- _What the task asks_: Could the records be returned exactly, with the pictures left out?

======== Materials provided

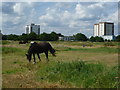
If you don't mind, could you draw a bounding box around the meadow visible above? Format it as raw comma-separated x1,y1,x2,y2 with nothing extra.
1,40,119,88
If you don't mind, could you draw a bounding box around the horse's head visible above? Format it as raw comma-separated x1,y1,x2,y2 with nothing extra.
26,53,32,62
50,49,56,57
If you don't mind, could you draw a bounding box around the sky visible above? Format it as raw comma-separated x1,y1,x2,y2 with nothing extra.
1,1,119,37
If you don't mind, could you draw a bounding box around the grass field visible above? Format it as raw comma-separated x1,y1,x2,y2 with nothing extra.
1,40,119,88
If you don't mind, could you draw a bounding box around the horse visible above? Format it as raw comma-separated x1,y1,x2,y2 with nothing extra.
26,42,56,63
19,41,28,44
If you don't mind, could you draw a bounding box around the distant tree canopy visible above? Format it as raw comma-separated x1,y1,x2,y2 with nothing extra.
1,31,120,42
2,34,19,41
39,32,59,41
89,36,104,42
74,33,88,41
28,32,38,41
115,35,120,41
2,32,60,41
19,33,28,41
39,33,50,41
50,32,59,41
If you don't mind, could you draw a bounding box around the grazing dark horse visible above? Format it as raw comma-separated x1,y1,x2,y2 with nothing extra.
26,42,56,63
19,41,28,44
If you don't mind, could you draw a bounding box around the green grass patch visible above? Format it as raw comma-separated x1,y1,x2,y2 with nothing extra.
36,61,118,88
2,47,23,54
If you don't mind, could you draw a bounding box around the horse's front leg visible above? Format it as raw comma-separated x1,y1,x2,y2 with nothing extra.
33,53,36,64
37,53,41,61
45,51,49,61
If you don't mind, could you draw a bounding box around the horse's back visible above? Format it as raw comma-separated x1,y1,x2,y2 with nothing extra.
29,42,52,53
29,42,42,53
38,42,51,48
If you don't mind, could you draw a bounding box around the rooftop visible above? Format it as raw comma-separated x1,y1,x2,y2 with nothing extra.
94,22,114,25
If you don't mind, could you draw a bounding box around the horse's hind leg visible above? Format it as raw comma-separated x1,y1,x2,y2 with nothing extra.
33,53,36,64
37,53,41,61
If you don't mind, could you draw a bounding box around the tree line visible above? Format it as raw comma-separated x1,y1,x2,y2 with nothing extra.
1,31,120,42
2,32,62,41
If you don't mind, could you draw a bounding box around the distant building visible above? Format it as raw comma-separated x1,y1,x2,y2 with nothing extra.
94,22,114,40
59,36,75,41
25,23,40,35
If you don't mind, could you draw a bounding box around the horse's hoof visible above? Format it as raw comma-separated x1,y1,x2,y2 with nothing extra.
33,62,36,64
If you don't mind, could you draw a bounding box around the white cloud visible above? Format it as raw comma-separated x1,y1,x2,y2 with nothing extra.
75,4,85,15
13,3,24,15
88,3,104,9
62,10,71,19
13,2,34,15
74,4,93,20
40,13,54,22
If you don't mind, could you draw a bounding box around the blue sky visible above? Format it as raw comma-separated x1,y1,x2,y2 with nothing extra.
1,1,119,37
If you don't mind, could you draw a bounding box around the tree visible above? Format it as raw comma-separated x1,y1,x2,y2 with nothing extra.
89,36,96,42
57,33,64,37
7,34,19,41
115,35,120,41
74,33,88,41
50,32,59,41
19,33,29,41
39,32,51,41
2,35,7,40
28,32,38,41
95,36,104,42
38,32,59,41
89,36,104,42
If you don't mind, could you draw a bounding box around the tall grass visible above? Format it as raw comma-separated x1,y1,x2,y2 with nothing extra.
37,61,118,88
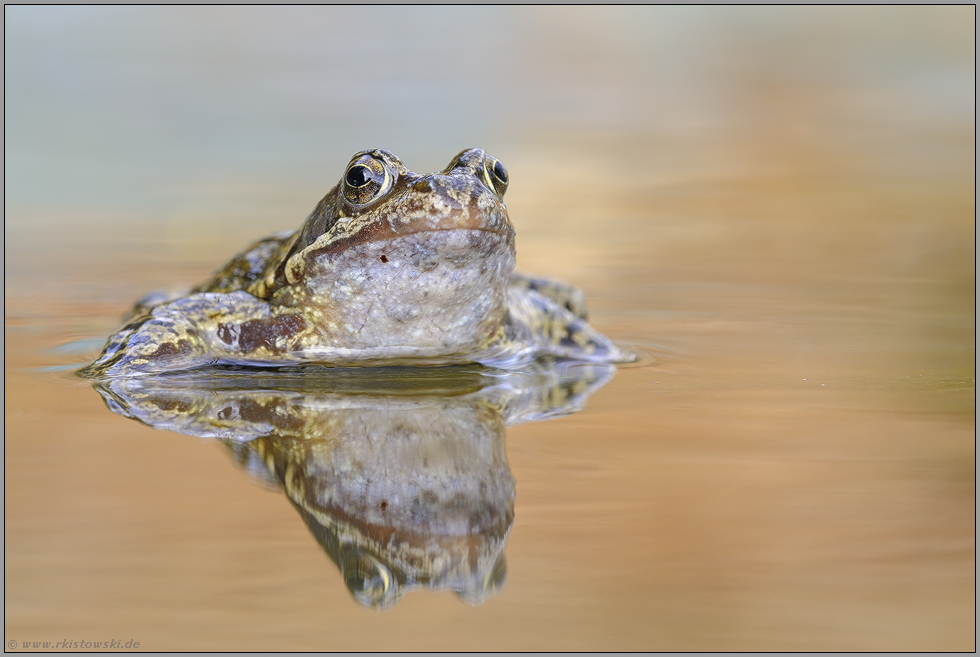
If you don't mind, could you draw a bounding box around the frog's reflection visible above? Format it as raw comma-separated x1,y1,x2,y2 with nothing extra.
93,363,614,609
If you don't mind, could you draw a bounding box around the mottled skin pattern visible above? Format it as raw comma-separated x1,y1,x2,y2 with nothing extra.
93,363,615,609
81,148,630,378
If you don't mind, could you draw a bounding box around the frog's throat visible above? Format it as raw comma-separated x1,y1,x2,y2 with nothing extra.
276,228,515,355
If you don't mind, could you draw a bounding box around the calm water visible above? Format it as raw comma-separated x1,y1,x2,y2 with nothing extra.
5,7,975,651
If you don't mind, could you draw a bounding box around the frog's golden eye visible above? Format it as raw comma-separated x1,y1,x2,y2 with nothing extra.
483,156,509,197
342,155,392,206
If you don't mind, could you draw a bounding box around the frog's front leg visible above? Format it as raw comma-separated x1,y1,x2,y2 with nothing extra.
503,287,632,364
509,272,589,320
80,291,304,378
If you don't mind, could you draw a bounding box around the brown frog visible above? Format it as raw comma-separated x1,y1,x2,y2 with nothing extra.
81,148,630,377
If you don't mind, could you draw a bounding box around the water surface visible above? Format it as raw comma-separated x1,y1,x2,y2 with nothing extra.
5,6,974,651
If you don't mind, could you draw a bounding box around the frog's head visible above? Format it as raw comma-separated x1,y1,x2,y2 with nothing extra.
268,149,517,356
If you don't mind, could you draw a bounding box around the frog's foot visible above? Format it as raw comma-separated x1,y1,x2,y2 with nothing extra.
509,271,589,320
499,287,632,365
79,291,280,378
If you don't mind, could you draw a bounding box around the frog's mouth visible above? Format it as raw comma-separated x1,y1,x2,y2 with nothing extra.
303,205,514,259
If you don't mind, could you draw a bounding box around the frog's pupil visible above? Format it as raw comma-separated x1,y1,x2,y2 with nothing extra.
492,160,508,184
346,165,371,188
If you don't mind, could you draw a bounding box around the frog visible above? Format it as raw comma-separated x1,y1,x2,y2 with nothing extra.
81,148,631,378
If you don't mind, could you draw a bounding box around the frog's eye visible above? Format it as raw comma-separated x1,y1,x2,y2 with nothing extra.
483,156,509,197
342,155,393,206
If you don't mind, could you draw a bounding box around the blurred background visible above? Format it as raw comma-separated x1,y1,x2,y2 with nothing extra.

================

- _Response_:
If you don't mind, could you draw a bounding box around the meadow visible above? Format it as raw comma-separated x1,y1,x2,y2 with nothing extra.
1,40,119,88
If you don't mind, could you draw a bounding box around the horse's head visible above? Format it as raw comma-separated x1,y1,x2,y2 with nothing extra.
26,53,32,62
50,49,56,57
If you don't mind, could you draw a bounding box around the sky visible above? Format it as raw comma-separated x1,y1,x2,y2 with nothing extra.
1,1,119,37
If you don't mind, could you draw a bounding box around the grass field visible above? Format it as raw comma-separated x1,y1,x2,y2 with nothing extra.
1,40,119,88
If you don't mind, could you draw a bounding box around the horse visible above? Format it as raw comma-separated x1,y1,x2,y2 with nothing extra.
26,42,56,63
19,41,28,44
If you don't mind, could you draw a bounding box around the distant tree canopy visible above? Format it as raw comma-separated x1,y1,x2,y2 with nothing extra.
1,31,120,42
2,34,19,41
39,32,59,41
89,36,104,42
74,33,88,41
28,32,38,41
115,35,120,41
2,32,60,41
19,33,28,41
39,33,50,41
50,32,59,41
If you don't mind, could you draw a bounding box around the grazing dark horse visible above? Format it as raw comma-separated x1,y1,x2,y2 with nothing extra.
26,42,56,63
19,41,28,44
If you don't mind, could you draw a bounding box around the green grass patch visible above? Format it as raw comma-separated x1,y1,x2,y2 with nothing extra.
36,61,118,88
2,47,23,54
If you don't mind, could you draw a bounding box around the horse's front leg visible above? Format it as raw comma-separated x1,y1,x2,y2 with nothing extra.
33,53,36,64
37,53,41,61
45,51,49,61
If you don't mind, could you draw a bounding box around the horse's back visible above? Format it as raw comma-separated x1,y1,x2,y2 with nothing extra.
29,42,52,53
29,42,42,53
38,42,51,48
If you don't mind, could you draw a bounding box around the rooftop visible above? Format it as raw comma-separated x1,y1,x2,y2 with nothing extra.
94,22,114,25
If you don't mind, could you draw a bounding box around the horse's hind leg visible above? Format it as raw comma-separated x1,y1,x2,y2 with nothing extra.
33,53,36,64
37,53,41,61
If you don't mind, could you draw a bounding box around the tree line visible above? Format it as raw comma-separated x1,y1,x2,y2 with nothing extra.
1,31,120,42
2,32,62,41
If you don't mind, could you draw a bounding box around the distant building visible above? Format it as raw comma-separated x1,y1,x2,y2 with nothing extra.
94,22,114,40
59,36,75,41
25,23,40,35
If you don't mind, could you draw a bounding box around the horse's hoof visible above? Format it as raw comma-separated x1,y1,x2,y2 with nothing extra.
33,62,36,64
If you don't mind, could you draw a bounding box around the white cloud visible above? Format it as raw comma-separated x1,y1,x2,y2 with nothing extra.
75,4,85,15
13,3,24,15
88,3,104,9
62,10,71,19
13,2,34,15
74,4,93,20
40,13,54,22
If you don't mind, could you draw a bounding box around the blue sky visible above? Format it as raw comma-separated x1,y1,x2,y2 with nothing extra.
1,1,119,37
If you don't mind, could you draw a bounding box around the tree visible above? Format it as raw comma-separated x1,y1,x2,y2 with nothing extra.
89,36,96,42
57,33,64,37
7,34,19,41
115,35,120,41
74,33,88,41
50,32,59,41
19,33,29,41
39,32,51,41
2,35,7,40
28,32,38,41
95,36,104,42
38,32,59,41
89,36,104,42
If you don't mind, could you draw a bounding box around the tall grass visible above? Format it as raw comma-separated x1,y1,x2,y2 with nothing extra.
37,61,118,88
If you don't mind, could you draw a bounding box around the frog's reflection visible above? Format it as raw comma-separated x1,y1,x2,y2 with nothing extra.
93,363,614,609
If you don't mind, could you draw a bounding box around the mottled skin pattern visible above? Format it as raw comma-separated x1,y1,x2,y2 with nothing extra.
93,363,615,609
81,148,630,378
If you don't mind, could you draw a bounding box around the frog's throat visible above? Format it as raw comma-separated x1,y1,x2,y2 with nothing extra.
276,228,515,355
If you don't mind, could you draw a bounding box around the calm water visible above? Format it as raw comma-separated x1,y1,x2,y2 with nothing extra.
5,7,975,651
If you don't mind, could you draw a bounding box around the frog's golden eye visible above? Format it as raw comma-separated x1,y1,x2,y2 with nothing extra.
483,156,509,197
342,155,392,206
If you don't mind, could you draw a bounding box around the frog's front leg visible above? Format it as raw comma-separated x1,y1,x2,y2 with nothing extra.
503,287,632,364
509,272,589,320
80,291,304,378
If you don't mind, could you draw a bounding box around the brown frog visible above? Format it as raw comma-separated x1,y1,x2,y2 with nothing extra.
81,148,630,377
If you don't mind, could you draw a bounding box around the water surface visible above? Format it as raw comma-separated x1,y1,x2,y2 with nothing extra.
5,6,974,651
If you don't mind, could you draw a bounding box around the frog's head visible above? Format it as raw comma-separated x1,y1,x2,y2 with nothing extra.
268,149,517,356
If you don't mind, could you draw a bounding box around the frog's foot visible above? Format it as raw comma-separated x1,y1,x2,y2 with nothing extra.
509,271,589,320
499,287,632,365
79,291,280,378
If you don't mind, could you draw a bounding box around the frog's mouth visible above? Format it as raw comma-separated x1,y1,x2,y2 with nothing extra.
303,205,514,259
If you don't mind, could you draw a bounding box around the frog's pupil visible above? Format it as raw comma-separated x1,y1,x2,y2 with nothing extra.
492,160,508,184
346,165,371,188
If you don't mind, could you draw a bounding box around the frog visible above? Format it as raw comma-separated x1,y1,x2,y2 with nothing extra.
81,148,631,378
If you don't mind, could you draw a bounding box around the frog's eye visible above? Format it as raw comma-separated x1,y1,x2,y2 with nothing extra.
483,156,509,197
342,155,393,206
If you don't mind, could you draw a bounding box around the blurred background visible above? Format it as raw comma-separated x1,y1,x2,y2 with nothing extra.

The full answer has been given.